## Excerpt
=====
Female Friendships

I was hoping to do a post today entitled: ALL THE COLORS Pt. 2.

Obviously I’m not doing that, which is because I haven’t yet attempted what I planned to attempt in ALL THE COLORS. I’m still planning it, but I haven’t got all my supplies out of the boxes they’re in yet. I’ll try it out at some point, hopefully soon.

So instead, I’m going to be writing a post about the importance of female friendships in novels, and in life. This is inspired by Vampire Academy coming out in two days, which I am EXTREMELY excited about.

Most of the reading I do is in the YA genre. I don’t always WRITE in that genre (it’s a bit difficult for me to keep the cursing to a minimum [depending on how badly a character wants to do it] and wondering about the line where *cough* other things are concerned), but I prefer to read in it. My reasons for doing as much aren’t related to this post, so I’m not going to get into that because I’m trying to stay on subject with the new schedule. (Is mentioning something getting into it?)

One of my largest problems (it’s not the only one) with the genre is the lack of female friendships that the heroines have in their lives. More often than not, it seems to be piling a bunch of males in with the one female to develop (sometimes) meaningful relationships and friendships with. If there are females, they seem to be put on the back-burner and are more for keeping up appearances rather than adding any sort of legitimate substance. They’re underutilized, in my opinion. (Kind of like something else, which I will probably get to in another post.)

I’ll completely admit that writing female friendships is a tricky thing. When you’re female, you KNOW how tricky female friendships can get, especially around the age when YA main characters are. I’ll also admit that the male/female friendship ratio I tend to work with is usually pretty indicative that I personally find friendships with males easier. BUT, there’s a quality over quantity aspect. And I will say that in any series I’ve finished, the main female character has AT LEAST ONE extremely meaningful friendship with another female. Doesn’t necessarily happen in the first book of a series, doesn’t necessarily not happen in the first book of a series, but it happens at some point (thus far). It happens because . . . that happens in life. I also believe it’s important.

I think for younger females, it’s good for them to see that friendships with other girls can be healthy. It doesn’t have to be backstabbing and all the other nonsense that comes along with being 16-18 years old (and younger, and older). I think it’s good for them to see that. It’s true that you don’t always get back what you put into a friendship, but sometimes you do.

While I’ve always made friends easier with males (for the most part), some of the most meaningful connections I have in my life are with females. Females communicate together in a way that you just . . . don’t get with males. And no, it’s not all make up and clothes (but yes, that’s fun).

I have no problem saying that Aster eventually develops several meaningful relationships with females in the Reave series (apart from Agatha). Some of them come later into the game than others, but they help her grow as a ‘person’. These females (I’m not giving them away) help her in ways no one else ever could.

I say writing female friendships isn’t any trickier than writing love entanglements. No, they’re not as ‘appealing’, but by god . . . they’re real.
=====
## Supplied entries
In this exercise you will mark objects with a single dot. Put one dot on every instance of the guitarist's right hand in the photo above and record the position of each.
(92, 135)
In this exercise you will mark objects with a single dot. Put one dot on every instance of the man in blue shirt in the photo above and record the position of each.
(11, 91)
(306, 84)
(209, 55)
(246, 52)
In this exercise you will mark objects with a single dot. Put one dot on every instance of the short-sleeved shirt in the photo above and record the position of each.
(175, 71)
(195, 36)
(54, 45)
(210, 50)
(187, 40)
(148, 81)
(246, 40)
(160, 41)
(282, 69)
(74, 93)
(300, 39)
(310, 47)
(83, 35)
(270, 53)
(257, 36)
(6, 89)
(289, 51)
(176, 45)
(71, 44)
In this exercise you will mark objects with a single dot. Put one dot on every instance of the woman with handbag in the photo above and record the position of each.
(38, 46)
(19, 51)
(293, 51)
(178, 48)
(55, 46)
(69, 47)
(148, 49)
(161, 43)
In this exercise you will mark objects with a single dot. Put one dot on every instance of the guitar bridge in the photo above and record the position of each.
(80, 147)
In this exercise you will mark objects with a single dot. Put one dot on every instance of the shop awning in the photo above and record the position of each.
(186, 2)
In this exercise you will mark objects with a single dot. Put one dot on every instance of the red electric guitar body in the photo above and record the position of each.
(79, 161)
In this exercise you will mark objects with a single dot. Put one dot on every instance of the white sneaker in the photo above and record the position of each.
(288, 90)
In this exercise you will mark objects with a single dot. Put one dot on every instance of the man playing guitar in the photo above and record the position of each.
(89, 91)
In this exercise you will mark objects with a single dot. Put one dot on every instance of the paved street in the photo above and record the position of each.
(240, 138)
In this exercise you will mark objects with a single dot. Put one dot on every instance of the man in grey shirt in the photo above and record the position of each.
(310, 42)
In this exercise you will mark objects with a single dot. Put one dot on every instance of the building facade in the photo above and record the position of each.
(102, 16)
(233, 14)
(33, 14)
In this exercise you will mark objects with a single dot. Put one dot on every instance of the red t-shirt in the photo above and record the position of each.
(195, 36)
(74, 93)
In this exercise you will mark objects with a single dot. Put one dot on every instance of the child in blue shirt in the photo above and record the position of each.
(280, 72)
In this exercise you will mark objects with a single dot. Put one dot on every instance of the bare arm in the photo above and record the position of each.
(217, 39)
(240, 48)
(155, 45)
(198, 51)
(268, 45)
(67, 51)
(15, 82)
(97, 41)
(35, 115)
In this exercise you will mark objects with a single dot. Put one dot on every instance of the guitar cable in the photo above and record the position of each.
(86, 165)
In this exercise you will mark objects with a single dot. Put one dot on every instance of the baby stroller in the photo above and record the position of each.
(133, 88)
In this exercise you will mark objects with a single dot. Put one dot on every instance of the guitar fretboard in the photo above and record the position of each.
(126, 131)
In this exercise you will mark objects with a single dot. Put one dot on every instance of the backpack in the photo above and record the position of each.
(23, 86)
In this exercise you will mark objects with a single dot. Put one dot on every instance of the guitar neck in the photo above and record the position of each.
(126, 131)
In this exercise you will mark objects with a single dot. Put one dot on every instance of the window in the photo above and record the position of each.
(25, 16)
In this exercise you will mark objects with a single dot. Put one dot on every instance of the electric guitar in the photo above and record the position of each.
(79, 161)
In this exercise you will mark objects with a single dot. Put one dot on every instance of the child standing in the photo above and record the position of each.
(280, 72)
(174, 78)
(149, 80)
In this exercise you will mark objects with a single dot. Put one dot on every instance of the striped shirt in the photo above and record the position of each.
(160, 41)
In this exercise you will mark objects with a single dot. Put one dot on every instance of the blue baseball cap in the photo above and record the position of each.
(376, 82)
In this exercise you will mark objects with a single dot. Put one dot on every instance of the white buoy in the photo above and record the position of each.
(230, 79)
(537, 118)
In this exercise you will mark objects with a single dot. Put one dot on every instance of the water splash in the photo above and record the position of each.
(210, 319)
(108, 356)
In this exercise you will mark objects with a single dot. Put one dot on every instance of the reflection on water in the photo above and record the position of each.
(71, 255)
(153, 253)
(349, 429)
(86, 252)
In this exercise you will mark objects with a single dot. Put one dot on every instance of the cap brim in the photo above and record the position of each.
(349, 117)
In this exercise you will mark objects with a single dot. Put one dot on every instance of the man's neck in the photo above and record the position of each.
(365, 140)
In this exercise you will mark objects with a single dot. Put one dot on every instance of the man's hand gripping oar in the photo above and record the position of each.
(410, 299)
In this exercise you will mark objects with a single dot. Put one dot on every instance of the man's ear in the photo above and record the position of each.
=====
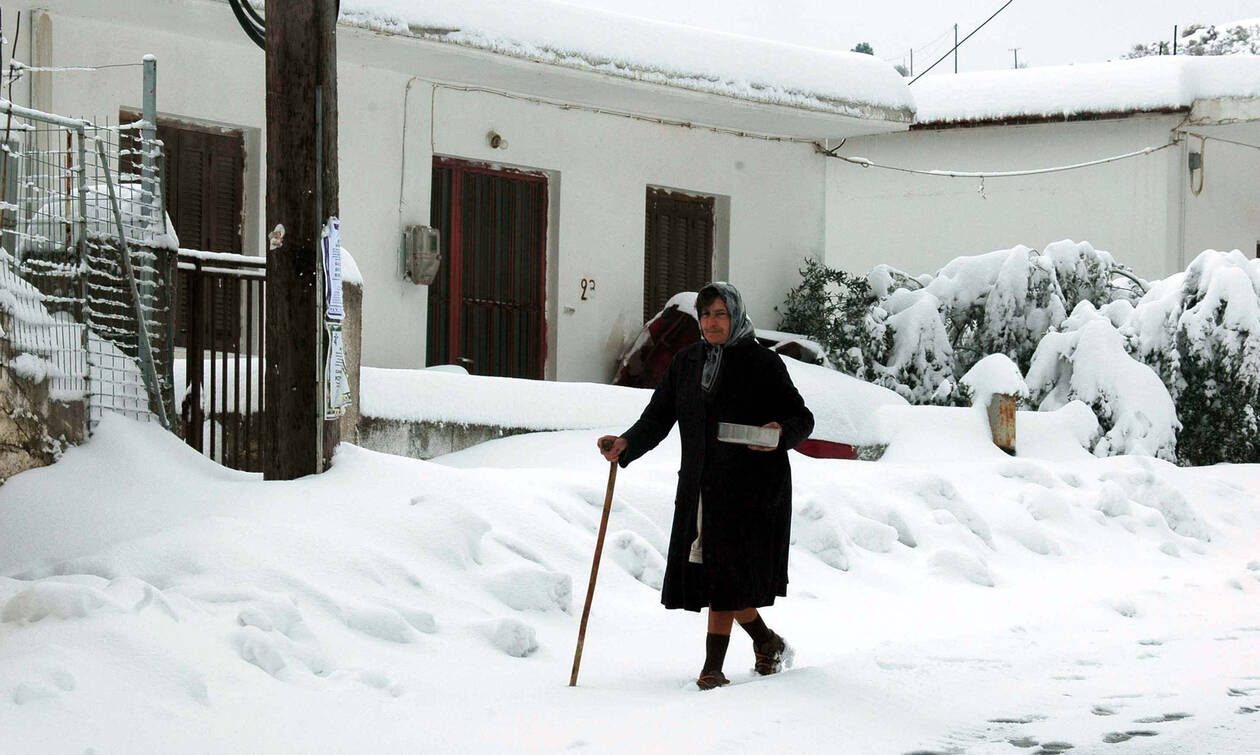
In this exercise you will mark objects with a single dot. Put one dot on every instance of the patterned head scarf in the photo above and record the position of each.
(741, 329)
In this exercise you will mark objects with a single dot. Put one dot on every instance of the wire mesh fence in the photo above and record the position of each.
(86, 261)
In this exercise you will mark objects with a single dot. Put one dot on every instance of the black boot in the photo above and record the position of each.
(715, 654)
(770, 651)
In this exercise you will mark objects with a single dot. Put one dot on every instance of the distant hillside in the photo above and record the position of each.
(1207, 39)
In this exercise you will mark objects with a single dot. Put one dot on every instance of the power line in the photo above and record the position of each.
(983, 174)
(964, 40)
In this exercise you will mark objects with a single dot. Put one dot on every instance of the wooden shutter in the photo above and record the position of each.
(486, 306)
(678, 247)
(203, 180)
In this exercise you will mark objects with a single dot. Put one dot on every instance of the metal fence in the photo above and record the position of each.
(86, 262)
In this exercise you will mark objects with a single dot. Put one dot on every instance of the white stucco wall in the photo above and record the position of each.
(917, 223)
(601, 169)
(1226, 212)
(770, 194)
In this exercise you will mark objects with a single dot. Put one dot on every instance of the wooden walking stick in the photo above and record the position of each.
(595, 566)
=====
## What you need to do
**a)** According to the post on female friendships, why does the main female character in every series the writer has finished have at least one deeply meaningful friendship with another female? Answer in one to three sentences.
**b)** Extend the post on female friendships beyond its final sentence.
Nothing in the items is needed.

## Results of the exercise
**a)** The writer includes such a friendship because it happens in real life and because the writer considers it important. In particular, younger female readers benefit from seeing that friendships between girls can be healthy rather than full of backstabbing.

**b)**
And that’s one thing I loved about the Vampire Academy series (apart from Rose being badass, which she was). Rose and Lissa, whatever connection aside, have one of the deepest friendships I’ve ever read. No matter what boys get thrown into the mix, or what crap, they are always there for each other. I think that’s beautiful, and I think it’s important.

When you have girlfriends and you throw boys into the mix, things can get a bit . . . . . . . . . . . . . . difficult. When you’re young, a lot of times you think the boy is the one that matters, and don’t get me wrong, they matter in their ways. It’s usually not ways you realize at the time.

You might cry on a male friend’s shoulder when you’re falling to pieces over a boy. I know I did my fair share of that when I was younger (A BIG SORRY here to any of you who had to deal with that), but it’s different when you’re sprawled out on your best female friend’s bed, a complete wreck. There’s no, “I knew this was going to happen.”

That comes later, if ever. Usually not.

Girlfriends know you don’t want to hear that garbage, especially when you’re in pieces (you probably did know and don’t need reminding). All you want to do is cry about some jerkface who probably didn’t deserve your time or the tears you’re crying over him anyhow.

I’m not devaluing one sort of friendship and talking up the other. Some of my best friends in the world are male, and I would not give up those friendships for anything, but neither would I with my female friendships. What I’m saying is that it’s all important.

There’s really not much that compares to the bonds females can form with one another, especially in the fueled flames of adolescence. I can easily say that, being well past that time, I’m glad to see it over. That doesn’t mean I don’t appreciate it for what it was, or the people involved. But it’s easy to look back and realize that you take things for granted when you’re young.

So hug your girlfriends and always remember . . . they can’t be replaced. And those connections? They deserve to be written about. They deserve so much more than what they’re given.

Thank you Richelle Mead for doing a fantastic job of that when it seems to be so rare in the genre.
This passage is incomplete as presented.